■ Trecho para leitura:

◇ ◇ ◇ ◇ ◇ ◇ ◇

14 setembro 2008

Valorizamos mais o registro que o fato

Dizem - não sei se os livros de histórias verdadeiras ou os roteiros fantasiosos de cinema - que há uma tribo de índios nos EUA que acredita que a foto de alguém lhe rouba a alma.

Uma vez, quando criança, pedi pra tirar as fotos em uma festa, em casa. Seduzido pela máquina e pela técnica, achava que seria divertido. E foi muito! Por dez ou quinze minutos... Depois me entediei com aquilo, com a necessidade de buscar as pessoas, os melhores ângulos e tudo o mais. Era como se a foto estragasse a diversão. Era como se a foto roubasse a alma da festa.

Alguns anos depois, um amigo resolveu filmar sua festa. Ao entrar com a filmadora na sala, imediatamente todos paravam de dançar ou conversar. Uns se escondiam, outros ensaiavam poses, caras e bocas. A sedução da idéia de ser diretor de cinema do meu amigo esbarrava na ausência de atores pro seu filme: uns não desejavam ser nem ao menos figurantes ao passo em que outros queriam logo um Oscar. Meu amigo jamais ganhou algum prêmio filmando suas festas. Tudo o que ele conseguia ao entrar no ambiente com a filmadora era tirar a espontaneidade da festa. A filmagem roubava a alma.

◇ ◇ ◇ ◇ ◇ ◇ ◇

■ Tarefa do exercício a:
Pode reproduzir, sem mudar nada, o texto sobre fotos e filmagens em festas desde "14 setembro 2008" até "rouba a alma."?

◇ ◇ ◇ ◇ ◇ ◇ ◇

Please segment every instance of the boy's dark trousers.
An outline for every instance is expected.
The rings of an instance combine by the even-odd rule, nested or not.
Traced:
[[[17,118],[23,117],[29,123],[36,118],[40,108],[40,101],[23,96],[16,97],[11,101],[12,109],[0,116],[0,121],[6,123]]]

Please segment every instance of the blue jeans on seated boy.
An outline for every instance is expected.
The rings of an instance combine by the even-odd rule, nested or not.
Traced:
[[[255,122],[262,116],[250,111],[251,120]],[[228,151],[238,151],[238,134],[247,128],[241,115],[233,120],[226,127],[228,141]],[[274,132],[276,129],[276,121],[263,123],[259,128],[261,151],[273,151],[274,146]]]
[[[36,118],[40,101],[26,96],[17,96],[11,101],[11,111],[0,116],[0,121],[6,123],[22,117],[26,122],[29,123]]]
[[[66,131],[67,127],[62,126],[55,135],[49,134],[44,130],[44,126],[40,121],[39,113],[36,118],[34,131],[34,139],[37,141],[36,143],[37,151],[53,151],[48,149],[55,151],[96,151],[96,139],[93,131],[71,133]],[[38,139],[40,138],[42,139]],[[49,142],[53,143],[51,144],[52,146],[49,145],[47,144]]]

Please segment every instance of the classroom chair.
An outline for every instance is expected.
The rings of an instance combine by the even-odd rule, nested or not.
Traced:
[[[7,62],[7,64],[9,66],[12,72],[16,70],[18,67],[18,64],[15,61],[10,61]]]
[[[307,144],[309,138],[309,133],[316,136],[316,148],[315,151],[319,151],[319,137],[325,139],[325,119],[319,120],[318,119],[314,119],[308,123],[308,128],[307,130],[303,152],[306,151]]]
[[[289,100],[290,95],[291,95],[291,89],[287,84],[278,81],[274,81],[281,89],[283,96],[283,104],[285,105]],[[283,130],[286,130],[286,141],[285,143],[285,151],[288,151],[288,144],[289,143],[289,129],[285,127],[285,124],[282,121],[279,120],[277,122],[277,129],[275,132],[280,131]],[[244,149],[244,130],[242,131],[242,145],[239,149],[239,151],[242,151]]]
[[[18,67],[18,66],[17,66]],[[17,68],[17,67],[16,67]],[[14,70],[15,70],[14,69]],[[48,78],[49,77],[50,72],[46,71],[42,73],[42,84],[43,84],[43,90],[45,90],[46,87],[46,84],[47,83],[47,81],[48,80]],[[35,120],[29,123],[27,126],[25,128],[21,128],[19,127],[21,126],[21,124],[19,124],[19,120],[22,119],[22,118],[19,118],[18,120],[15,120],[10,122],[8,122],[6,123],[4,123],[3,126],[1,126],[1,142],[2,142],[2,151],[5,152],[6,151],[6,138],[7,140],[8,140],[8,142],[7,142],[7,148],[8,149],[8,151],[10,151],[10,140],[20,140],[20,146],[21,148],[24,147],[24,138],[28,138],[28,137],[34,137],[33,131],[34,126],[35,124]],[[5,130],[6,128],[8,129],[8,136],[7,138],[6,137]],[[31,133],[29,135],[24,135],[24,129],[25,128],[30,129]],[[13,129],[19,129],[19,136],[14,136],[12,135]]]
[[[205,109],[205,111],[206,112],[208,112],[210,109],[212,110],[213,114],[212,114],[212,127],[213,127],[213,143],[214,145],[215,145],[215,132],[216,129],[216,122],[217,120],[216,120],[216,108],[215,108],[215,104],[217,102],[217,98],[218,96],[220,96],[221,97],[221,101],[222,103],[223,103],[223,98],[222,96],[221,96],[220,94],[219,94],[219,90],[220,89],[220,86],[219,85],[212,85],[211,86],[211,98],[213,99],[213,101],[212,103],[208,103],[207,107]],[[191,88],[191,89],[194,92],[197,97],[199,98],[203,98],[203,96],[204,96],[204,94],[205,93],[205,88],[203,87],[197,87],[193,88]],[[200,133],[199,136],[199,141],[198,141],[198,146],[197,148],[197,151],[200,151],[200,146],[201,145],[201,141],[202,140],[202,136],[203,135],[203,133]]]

◇ ◇ ◇ ◇ ◇ ◇ ◇

■ Tarefa do exercício b:
Quais linhas dos registros trazem a palavra "segment"? Devolva cada uma delas copiada tal como aparece.

■ Resultado do exercício a:
14 setembro 2008

Valorizamos mais o registro que o fato

Dizem - não sei se os livros de histórias verdadeiras ou os roteiros fantasiosos de cinema - que há uma tribo de índios nos EUA que acredita que a foto de alguém lhe rouba a alma.

■ Resultado do exercício b:
Please segment every instance of the boy's dark trousers.
Please segment every instance of the blue jeans on seated boy.
Please segment every instance of the classroom chair.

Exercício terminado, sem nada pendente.